EXERCISE GOAL: The copy you give must match the lines from the top of the data through the line containing "Where can the thick" exactly, and it must hold no pictures.

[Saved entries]
◇ ◇ ◇

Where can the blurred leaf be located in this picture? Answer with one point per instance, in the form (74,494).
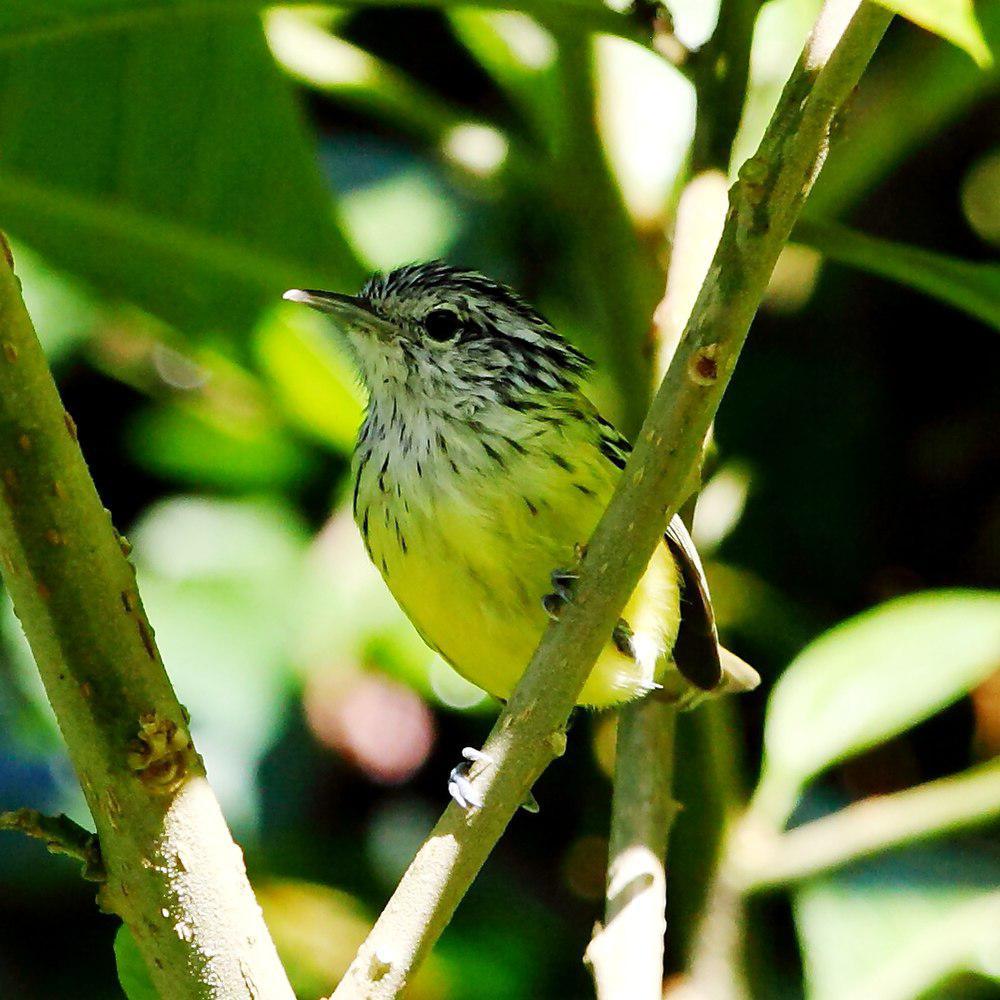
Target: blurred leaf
(24,22)
(870,678)
(951,19)
(132,974)
(895,928)
(222,582)
(177,443)
(305,48)
(313,378)
(973,288)
(408,216)
(910,95)
(62,311)
(189,186)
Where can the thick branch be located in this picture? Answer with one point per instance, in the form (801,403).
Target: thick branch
(173,873)
(529,733)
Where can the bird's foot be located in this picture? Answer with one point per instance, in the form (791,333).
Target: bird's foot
(460,780)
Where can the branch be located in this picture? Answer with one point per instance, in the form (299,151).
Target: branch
(626,954)
(60,836)
(759,861)
(173,873)
(530,731)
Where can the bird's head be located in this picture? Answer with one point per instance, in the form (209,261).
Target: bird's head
(441,334)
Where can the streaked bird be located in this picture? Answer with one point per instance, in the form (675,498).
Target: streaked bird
(480,472)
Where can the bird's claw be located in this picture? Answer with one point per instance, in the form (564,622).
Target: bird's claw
(460,783)
(563,584)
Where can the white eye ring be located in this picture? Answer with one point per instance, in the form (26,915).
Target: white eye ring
(442,325)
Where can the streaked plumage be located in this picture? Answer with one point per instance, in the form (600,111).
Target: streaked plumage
(481,467)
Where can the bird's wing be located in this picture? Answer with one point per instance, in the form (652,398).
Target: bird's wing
(696,650)
(697,653)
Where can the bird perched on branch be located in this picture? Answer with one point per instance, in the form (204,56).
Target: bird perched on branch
(480,472)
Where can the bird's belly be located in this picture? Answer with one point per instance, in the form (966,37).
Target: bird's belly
(472,574)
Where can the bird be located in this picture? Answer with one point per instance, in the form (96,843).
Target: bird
(480,471)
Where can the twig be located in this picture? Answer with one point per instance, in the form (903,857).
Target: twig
(60,836)
(530,731)
(173,873)
(759,861)
(719,71)
(626,954)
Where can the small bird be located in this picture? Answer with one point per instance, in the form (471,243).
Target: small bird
(480,472)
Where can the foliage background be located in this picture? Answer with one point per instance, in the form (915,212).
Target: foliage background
(167,170)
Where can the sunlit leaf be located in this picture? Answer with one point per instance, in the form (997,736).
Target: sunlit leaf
(870,678)
(973,288)
(132,974)
(897,927)
(912,92)
(317,930)
(312,376)
(189,185)
(952,19)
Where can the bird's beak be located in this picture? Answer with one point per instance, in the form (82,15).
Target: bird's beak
(348,311)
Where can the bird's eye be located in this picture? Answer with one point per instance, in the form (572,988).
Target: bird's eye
(442,325)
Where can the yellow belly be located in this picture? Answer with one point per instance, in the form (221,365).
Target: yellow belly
(476,564)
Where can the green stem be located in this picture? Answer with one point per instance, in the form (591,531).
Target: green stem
(530,731)
(173,873)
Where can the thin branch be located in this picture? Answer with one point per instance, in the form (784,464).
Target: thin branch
(720,70)
(758,861)
(173,873)
(61,835)
(530,731)
(626,954)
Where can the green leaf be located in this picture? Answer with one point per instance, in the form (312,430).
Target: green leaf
(168,167)
(132,974)
(898,927)
(870,678)
(973,288)
(952,19)
(311,374)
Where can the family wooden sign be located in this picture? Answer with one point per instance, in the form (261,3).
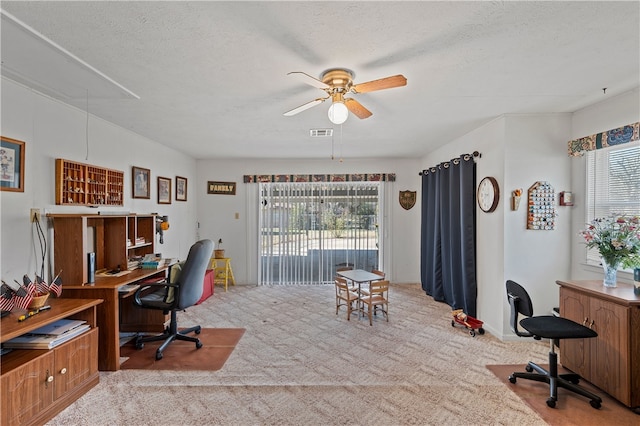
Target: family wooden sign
(223,188)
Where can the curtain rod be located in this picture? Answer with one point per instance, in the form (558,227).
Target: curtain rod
(474,154)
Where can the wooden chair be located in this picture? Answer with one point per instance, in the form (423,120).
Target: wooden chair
(378,297)
(351,285)
(345,297)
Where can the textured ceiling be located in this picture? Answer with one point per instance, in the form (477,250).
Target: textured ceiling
(212,76)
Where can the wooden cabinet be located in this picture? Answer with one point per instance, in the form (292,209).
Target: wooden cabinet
(113,238)
(87,185)
(610,361)
(38,384)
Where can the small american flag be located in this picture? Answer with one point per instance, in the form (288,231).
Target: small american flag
(6,297)
(24,295)
(41,286)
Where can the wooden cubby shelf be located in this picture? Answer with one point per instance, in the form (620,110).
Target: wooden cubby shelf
(79,184)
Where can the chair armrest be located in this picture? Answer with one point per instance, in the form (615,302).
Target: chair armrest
(163,284)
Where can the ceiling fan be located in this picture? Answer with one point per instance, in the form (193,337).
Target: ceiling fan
(338,82)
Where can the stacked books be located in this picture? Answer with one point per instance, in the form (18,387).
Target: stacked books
(49,336)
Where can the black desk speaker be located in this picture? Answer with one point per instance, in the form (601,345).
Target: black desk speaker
(91,267)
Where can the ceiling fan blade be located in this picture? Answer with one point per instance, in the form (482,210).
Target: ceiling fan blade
(356,108)
(304,107)
(307,79)
(383,83)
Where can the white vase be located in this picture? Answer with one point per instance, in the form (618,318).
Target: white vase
(610,273)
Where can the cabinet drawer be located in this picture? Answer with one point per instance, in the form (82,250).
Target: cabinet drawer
(26,391)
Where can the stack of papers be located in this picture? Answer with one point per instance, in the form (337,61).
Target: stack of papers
(49,336)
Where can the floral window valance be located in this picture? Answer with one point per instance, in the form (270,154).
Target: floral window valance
(621,135)
(360,177)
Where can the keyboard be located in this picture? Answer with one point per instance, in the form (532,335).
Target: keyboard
(128,287)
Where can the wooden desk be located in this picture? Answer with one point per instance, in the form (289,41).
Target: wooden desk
(610,361)
(36,384)
(111,314)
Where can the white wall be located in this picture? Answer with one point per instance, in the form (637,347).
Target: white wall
(517,150)
(216,213)
(51,130)
(609,114)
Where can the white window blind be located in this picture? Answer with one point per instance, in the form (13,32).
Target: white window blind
(307,230)
(613,185)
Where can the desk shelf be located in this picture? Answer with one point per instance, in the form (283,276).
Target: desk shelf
(73,234)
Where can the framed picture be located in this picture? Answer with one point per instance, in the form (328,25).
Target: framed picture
(164,190)
(181,188)
(12,163)
(140,182)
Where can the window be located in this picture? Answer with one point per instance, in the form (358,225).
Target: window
(613,185)
(307,230)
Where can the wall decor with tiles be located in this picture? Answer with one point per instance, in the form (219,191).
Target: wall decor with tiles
(541,214)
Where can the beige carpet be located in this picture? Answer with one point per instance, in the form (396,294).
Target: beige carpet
(298,363)
(571,409)
(217,345)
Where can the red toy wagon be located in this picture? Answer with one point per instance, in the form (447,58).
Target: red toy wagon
(470,323)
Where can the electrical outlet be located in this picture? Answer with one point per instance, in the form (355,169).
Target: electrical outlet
(34,215)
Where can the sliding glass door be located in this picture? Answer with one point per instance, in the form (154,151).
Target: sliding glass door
(307,230)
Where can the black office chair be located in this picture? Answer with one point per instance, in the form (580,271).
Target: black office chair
(176,296)
(552,328)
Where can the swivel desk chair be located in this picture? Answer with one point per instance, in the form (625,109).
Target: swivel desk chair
(177,296)
(552,328)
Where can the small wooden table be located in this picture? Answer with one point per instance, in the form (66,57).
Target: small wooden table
(223,271)
(359,276)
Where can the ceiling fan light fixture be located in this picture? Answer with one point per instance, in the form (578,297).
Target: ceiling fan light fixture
(338,113)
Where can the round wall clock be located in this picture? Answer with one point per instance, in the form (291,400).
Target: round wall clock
(488,194)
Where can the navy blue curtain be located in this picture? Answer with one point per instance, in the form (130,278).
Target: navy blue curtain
(448,229)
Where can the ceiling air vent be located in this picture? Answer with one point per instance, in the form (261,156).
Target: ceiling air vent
(320,133)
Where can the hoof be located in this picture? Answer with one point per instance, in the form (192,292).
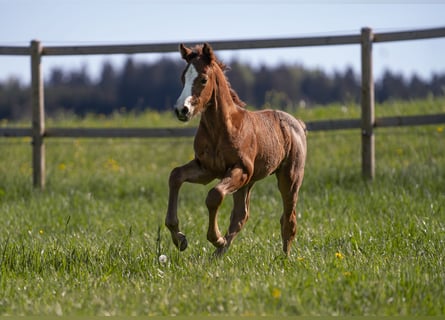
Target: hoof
(220,243)
(219,252)
(182,241)
(179,240)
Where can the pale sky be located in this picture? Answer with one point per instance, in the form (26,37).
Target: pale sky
(73,22)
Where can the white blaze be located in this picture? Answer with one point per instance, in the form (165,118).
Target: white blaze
(185,98)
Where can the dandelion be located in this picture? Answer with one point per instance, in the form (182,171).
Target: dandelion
(112,165)
(276,293)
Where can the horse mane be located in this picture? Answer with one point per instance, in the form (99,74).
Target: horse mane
(197,51)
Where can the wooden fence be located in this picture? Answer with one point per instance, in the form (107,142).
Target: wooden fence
(367,123)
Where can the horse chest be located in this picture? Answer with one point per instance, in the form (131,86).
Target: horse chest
(215,156)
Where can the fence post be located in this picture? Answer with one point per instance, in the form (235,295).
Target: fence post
(367,102)
(38,116)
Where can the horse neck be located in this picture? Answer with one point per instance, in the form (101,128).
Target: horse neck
(221,107)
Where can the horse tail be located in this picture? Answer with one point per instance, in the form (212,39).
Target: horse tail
(303,125)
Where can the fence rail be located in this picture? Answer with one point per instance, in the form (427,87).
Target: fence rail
(366,123)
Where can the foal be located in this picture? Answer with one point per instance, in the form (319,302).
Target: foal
(236,146)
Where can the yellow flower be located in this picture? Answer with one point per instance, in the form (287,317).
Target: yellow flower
(112,165)
(339,255)
(276,293)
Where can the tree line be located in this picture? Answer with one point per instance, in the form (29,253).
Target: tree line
(140,85)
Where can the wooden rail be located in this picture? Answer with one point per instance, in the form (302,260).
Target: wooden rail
(367,123)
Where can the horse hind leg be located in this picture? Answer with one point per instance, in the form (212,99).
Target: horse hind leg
(238,217)
(289,182)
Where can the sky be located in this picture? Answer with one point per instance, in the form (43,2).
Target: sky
(95,22)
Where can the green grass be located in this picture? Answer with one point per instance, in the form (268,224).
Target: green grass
(88,245)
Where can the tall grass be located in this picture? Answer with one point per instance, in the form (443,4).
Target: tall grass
(89,244)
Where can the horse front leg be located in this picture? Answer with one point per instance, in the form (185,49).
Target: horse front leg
(235,180)
(190,172)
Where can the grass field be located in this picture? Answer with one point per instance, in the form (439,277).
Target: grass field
(89,244)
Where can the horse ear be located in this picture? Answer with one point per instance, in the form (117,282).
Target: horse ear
(207,53)
(185,52)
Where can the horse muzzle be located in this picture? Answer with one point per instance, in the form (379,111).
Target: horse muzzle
(183,114)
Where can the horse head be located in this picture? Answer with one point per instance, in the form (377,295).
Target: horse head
(198,81)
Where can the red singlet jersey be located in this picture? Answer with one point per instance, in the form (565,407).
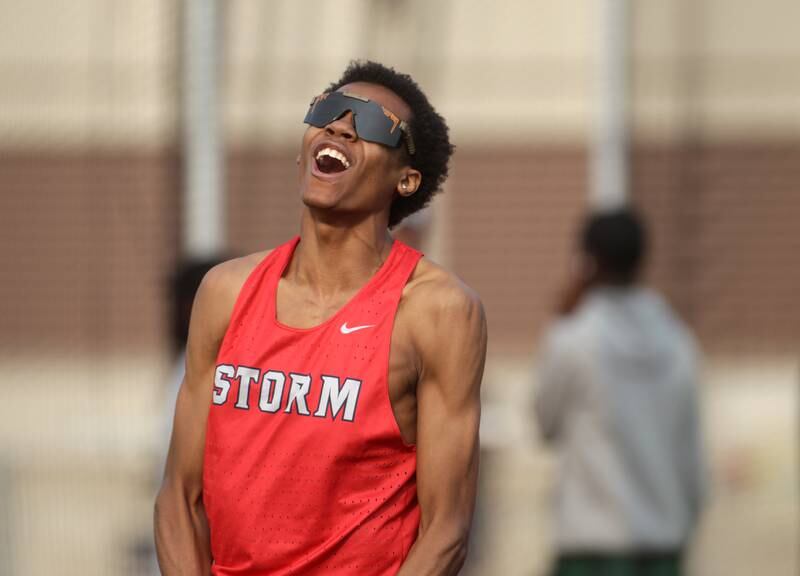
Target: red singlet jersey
(305,470)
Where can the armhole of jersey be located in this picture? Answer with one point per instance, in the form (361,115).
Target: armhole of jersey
(385,392)
(253,278)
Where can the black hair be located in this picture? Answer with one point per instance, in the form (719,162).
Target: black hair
(429,129)
(617,240)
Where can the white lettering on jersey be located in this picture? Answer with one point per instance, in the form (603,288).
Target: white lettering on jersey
(271,391)
(246,375)
(222,384)
(334,397)
(300,386)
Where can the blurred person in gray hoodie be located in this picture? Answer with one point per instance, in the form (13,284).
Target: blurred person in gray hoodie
(617,396)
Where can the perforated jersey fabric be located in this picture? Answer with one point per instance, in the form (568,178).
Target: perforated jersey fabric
(305,470)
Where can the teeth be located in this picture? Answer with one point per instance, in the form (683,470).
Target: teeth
(334,154)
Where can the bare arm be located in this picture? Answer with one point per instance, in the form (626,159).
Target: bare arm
(452,349)
(181,527)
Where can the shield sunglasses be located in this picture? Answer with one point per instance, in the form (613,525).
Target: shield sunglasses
(372,121)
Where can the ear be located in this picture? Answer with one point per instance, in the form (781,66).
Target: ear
(409,183)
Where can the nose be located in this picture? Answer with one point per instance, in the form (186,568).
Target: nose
(343,127)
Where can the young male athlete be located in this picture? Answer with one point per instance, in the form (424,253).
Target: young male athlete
(328,420)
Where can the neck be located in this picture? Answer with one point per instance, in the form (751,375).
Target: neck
(336,257)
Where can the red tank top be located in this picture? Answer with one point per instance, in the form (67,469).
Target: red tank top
(305,471)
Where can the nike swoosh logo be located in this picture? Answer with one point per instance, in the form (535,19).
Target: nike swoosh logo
(345,329)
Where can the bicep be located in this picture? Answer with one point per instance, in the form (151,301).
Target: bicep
(448,397)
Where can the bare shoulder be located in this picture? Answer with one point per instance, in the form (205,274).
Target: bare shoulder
(436,298)
(219,290)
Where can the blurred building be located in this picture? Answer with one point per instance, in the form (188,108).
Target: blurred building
(90,211)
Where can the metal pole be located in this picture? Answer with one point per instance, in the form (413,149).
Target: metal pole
(204,203)
(609,180)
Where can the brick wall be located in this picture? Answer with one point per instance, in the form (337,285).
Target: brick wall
(89,240)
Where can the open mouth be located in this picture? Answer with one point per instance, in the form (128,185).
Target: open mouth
(330,161)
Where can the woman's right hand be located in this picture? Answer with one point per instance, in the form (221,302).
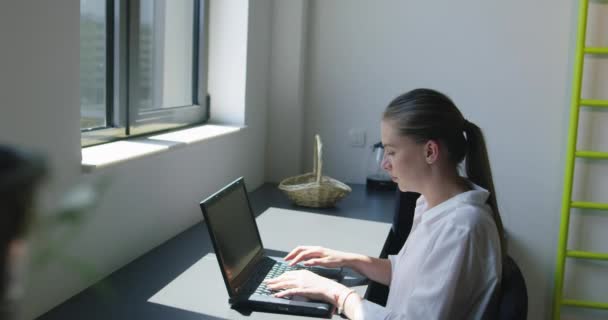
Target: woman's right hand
(317,256)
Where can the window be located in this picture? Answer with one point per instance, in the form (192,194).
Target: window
(143,67)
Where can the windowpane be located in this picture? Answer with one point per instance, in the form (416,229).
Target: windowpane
(92,64)
(163,70)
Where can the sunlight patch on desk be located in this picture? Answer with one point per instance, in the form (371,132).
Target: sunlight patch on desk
(185,291)
(283,230)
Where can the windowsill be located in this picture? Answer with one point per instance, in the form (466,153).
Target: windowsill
(116,152)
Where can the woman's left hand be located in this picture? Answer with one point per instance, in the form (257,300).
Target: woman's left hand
(307,284)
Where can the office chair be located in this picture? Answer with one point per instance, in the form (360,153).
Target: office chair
(513,296)
(402,225)
(513,299)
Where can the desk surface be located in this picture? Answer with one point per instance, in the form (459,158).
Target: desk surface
(180,279)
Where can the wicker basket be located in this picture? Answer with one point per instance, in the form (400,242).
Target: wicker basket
(313,189)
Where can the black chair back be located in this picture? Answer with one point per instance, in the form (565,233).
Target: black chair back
(513,300)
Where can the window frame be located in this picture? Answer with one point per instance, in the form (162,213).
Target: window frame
(121,39)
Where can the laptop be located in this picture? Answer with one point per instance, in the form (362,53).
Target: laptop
(244,262)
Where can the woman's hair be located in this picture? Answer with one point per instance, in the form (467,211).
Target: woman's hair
(20,174)
(425,114)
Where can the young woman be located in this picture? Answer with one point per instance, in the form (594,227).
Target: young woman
(451,264)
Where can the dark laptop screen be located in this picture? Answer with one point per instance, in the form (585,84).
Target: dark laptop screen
(234,228)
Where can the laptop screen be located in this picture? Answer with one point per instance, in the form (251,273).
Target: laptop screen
(233,228)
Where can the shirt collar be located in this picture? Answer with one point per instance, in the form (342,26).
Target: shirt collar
(477,196)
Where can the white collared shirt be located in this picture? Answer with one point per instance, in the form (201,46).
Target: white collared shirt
(449,267)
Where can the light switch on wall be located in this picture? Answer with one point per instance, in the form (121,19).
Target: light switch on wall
(356,138)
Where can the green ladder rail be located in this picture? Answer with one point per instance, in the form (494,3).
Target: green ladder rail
(571,154)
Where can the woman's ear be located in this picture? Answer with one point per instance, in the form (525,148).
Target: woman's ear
(431,151)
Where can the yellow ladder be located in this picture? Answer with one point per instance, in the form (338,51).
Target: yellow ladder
(575,104)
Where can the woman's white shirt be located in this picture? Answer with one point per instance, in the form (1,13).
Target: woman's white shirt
(449,267)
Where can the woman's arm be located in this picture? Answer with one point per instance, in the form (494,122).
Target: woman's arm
(375,269)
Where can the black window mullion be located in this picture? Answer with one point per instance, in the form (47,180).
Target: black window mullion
(109,63)
(195,53)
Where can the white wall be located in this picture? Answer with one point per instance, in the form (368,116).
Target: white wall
(150,199)
(286,89)
(506,64)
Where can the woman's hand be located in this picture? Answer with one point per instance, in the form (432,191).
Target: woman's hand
(307,284)
(317,256)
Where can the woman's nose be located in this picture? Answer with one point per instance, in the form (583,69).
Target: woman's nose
(385,164)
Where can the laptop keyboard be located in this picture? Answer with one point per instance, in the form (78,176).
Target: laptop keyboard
(277,269)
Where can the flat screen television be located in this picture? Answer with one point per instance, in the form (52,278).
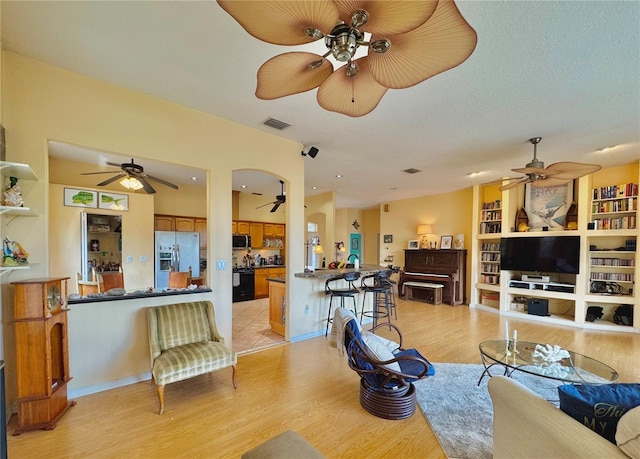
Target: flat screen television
(544,254)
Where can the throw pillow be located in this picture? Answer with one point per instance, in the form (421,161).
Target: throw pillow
(380,351)
(628,433)
(599,407)
(391,345)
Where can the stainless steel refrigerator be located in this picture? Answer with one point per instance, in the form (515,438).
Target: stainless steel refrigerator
(177,250)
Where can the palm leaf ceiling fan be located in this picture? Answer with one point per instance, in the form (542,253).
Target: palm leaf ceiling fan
(407,42)
(134,177)
(554,174)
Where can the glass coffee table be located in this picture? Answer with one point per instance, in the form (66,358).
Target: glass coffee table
(519,356)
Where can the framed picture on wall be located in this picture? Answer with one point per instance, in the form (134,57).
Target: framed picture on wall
(547,206)
(80,198)
(445,242)
(113,201)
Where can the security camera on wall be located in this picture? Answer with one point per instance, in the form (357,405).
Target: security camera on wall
(313,152)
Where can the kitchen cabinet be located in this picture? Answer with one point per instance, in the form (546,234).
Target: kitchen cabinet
(277,305)
(185,224)
(261,285)
(257,236)
(42,352)
(164,223)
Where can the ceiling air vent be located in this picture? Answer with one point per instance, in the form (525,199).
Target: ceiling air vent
(276,124)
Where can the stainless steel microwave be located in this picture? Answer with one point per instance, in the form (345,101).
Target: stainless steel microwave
(241,242)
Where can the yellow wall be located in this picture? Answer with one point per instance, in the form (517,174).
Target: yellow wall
(137,224)
(43,103)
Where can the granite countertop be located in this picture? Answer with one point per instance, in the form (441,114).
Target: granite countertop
(327,273)
(135,295)
(281,280)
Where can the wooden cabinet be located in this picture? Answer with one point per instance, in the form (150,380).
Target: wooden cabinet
(201,229)
(42,352)
(257,236)
(164,223)
(261,286)
(277,307)
(185,224)
(243,228)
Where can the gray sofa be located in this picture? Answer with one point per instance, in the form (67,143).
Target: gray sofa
(527,426)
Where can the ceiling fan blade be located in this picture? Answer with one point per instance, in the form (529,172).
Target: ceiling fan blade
(159,180)
(112,179)
(275,207)
(514,184)
(570,170)
(445,41)
(352,96)
(103,172)
(388,17)
(283,22)
(145,184)
(535,170)
(289,73)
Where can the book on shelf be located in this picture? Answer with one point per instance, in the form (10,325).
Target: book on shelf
(616,191)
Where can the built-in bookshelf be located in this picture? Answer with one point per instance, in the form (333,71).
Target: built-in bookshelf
(614,207)
(491,218)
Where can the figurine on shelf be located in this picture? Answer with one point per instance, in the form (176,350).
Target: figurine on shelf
(13,254)
(12,196)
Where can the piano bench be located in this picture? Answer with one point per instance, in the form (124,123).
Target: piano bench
(422,291)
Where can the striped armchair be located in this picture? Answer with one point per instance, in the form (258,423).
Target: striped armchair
(184,342)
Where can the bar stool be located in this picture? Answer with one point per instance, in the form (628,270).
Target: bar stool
(350,291)
(379,286)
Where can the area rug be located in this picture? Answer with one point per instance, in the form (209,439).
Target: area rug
(460,412)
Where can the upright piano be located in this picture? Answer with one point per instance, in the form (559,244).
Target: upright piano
(446,267)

◇ ◇ ◇

OUTPUT OF THE EXERCISE:
Where can the blurred leaf be located in this picture? Answer with one point per instance, in the form (74,494).
Target: blurred leaf
(24,22)
(870,678)
(951,19)
(132,974)
(895,928)
(222,582)
(177,443)
(305,48)
(313,378)
(973,288)
(408,216)
(910,95)
(62,311)
(189,186)
Where can the thick branch be located in this picture? Answer with one point per instance, in the form (801,403).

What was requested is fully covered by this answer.